[Records from a dataset]
----
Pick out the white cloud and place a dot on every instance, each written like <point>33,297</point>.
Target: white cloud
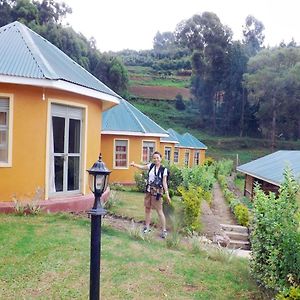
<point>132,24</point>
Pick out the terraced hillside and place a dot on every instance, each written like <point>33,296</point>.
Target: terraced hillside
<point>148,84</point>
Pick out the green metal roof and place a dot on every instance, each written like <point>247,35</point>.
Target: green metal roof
----
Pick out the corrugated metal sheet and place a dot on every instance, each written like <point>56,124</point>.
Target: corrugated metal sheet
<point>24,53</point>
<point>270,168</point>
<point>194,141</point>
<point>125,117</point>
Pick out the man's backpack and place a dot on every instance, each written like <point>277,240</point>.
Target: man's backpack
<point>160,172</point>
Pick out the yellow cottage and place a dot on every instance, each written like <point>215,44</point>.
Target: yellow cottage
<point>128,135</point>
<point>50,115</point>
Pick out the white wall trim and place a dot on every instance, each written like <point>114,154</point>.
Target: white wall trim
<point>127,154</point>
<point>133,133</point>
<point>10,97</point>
----
ASSIGNMENT
Using the data above, transcribe the lines that run from the line with "Pick out the yellow" to the line with "Pick out the white wall", both ends kept, and output nothing else.

FINISHED EXERCISE
Pick out the yellow cottage and place a dot on every instance, each written like <point>215,44</point>.
Target: yellow cottage
<point>128,135</point>
<point>50,115</point>
Pick out the white wall trim and place a dot on every instance, each written like <point>114,154</point>.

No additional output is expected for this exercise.